[Point-based annotation data]
BEGIN

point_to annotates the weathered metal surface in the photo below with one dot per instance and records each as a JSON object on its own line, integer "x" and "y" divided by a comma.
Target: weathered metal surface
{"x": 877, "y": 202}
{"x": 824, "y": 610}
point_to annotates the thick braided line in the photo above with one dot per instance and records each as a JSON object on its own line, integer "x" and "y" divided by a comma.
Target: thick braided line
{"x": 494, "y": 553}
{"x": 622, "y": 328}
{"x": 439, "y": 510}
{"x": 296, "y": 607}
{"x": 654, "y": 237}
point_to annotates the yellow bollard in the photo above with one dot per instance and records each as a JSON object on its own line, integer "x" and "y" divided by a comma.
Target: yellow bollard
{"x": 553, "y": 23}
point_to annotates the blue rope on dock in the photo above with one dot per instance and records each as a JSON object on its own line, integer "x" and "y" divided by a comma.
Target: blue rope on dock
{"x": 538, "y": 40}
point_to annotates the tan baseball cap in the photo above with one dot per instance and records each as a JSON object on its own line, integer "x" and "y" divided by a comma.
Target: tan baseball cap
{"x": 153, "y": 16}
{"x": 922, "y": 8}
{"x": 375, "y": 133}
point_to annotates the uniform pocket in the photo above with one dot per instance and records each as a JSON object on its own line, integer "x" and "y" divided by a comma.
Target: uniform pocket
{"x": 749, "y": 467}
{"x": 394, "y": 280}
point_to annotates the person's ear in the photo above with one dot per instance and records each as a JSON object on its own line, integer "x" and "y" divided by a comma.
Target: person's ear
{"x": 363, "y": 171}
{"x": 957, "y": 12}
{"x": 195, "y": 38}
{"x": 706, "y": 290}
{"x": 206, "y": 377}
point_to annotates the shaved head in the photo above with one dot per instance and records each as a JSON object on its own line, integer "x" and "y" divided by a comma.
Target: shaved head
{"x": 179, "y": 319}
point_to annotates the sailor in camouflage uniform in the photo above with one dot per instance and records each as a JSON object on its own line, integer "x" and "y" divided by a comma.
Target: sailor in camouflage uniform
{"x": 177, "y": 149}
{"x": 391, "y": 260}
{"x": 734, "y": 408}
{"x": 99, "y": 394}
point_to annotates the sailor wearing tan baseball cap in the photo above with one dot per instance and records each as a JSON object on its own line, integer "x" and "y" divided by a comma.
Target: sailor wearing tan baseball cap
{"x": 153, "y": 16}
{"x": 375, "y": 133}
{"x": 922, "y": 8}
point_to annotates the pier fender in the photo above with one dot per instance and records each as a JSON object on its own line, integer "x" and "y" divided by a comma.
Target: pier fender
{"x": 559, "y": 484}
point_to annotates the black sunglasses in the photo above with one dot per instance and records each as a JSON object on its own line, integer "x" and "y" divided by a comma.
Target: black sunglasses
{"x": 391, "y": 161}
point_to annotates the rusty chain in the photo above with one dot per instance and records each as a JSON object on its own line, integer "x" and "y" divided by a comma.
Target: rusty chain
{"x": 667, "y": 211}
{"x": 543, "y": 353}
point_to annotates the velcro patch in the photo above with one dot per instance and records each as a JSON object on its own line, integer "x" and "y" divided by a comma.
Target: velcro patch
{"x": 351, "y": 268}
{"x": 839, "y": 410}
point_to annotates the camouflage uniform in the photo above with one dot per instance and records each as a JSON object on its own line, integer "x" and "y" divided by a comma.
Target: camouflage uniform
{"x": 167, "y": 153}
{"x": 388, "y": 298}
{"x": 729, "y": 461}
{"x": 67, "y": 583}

END

» Exercise brief: Rewrite all of the items above with each "sailor" replaced by "crew member", keeping everything else the same.

» Exercise result:
point_to annotates the weathered metal surface in the photo below with one dot per instance and records each as a JSON object on its own line, integer "x" and "y" divided by a comma.
Target: weathered metal surface
{"x": 877, "y": 202}
{"x": 824, "y": 610}
point_to annotates the thick braided line in the photo above with one dot per instance and records each as a JSON object on its own line, integer "x" and "y" divided by a comma.
Target: thick braided line
{"x": 494, "y": 553}
{"x": 622, "y": 328}
{"x": 439, "y": 510}
{"x": 296, "y": 607}
{"x": 654, "y": 237}
point_to annotates the yellow bollard in the photo above with one dot per instance and records each as a JSON object on its own line, integer "x" and "y" divided by a comma.
Target: yellow bollard
{"x": 553, "y": 23}
point_to annotates the blue rope on dock in the photo above with one dot per instance and records each as a JSON object on its own line, integer "x" and "y" divided by a comma.
Target: blue rope on dock
{"x": 538, "y": 40}
point_to annotates the tan baseball cap in the photo above with one dot per instance and records each as a JSON object on its own line, integer "x" and "y" divided by a comma.
Target: tan baseball cap
{"x": 153, "y": 16}
{"x": 922, "y": 8}
{"x": 375, "y": 133}
point_to annotates the uniform pocket in the photo above with one dot per instance and records each as a JSON object on its own line, integer "x" and "y" divided by a comma.
Target: uniform pocket
{"x": 749, "y": 467}
{"x": 394, "y": 280}
point_to annotates the person's ear in the photo above with one dot per instance and records each as a JSON object on its own line, integer "x" and "y" divided by a comma.
Target: person's ear
{"x": 363, "y": 171}
{"x": 957, "y": 12}
{"x": 195, "y": 38}
{"x": 706, "y": 290}
{"x": 206, "y": 377}
point_to annotates the shaved head in the photo above with one dot per instance and records each as a JSON object on its own line, integer "x" and "y" divided by a comma.
Target: shaved head
{"x": 179, "y": 319}
point_to annotates the crew member in camouflage uniform in the photo above with one dot per instance and records each as a JSON object on its own line, integer "x" and "y" divided by a comma.
Target: crew member in camouflage uniform
{"x": 177, "y": 149}
{"x": 391, "y": 260}
{"x": 734, "y": 408}
{"x": 99, "y": 394}
point_to annotates the crew member wearing tan baseball cap in the photo above with one dot per instance and records each as a JSON object on its own line, integer "x" and "y" divided by a comma.
Target: crew member wearing tan baseball cap
{"x": 153, "y": 16}
{"x": 375, "y": 133}
{"x": 922, "y": 8}
point_to annotates the pier fender in the photo above with one dot per instance and records each as a JSON object on its own line, integer "x" and "y" divided by a comma.
Target: pier fender
{"x": 559, "y": 484}
point_to annotates the black sunglasses in the photo above with one dot per instance and records each as a JSON object on its own line, integer "x" and "y" divided by a comma.
Target: black sunglasses
{"x": 391, "y": 161}
point_to annotates the rusty chain in the photo above with one dot per instance and records each as a JSON object on its own line, integer "x" and "y" divided by a comma.
Target: rusty chain
{"x": 667, "y": 211}
{"x": 543, "y": 353}
point_to annotates the velcro patch in the photo above with one dot per instance and records each as a JSON object on its own line, integer "x" and "y" divided by a comma.
Target: velcro patch
{"x": 351, "y": 268}
{"x": 839, "y": 410}
point_to annotates the camouflage uniform in the photo above with one dot per instance and records each as a JSON object on its own line, integer "x" and "y" divided by a comma.
Target: camouflage uniform
{"x": 167, "y": 153}
{"x": 388, "y": 298}
{"x": 729, "y": 461}
{"x": 67, "y": 583}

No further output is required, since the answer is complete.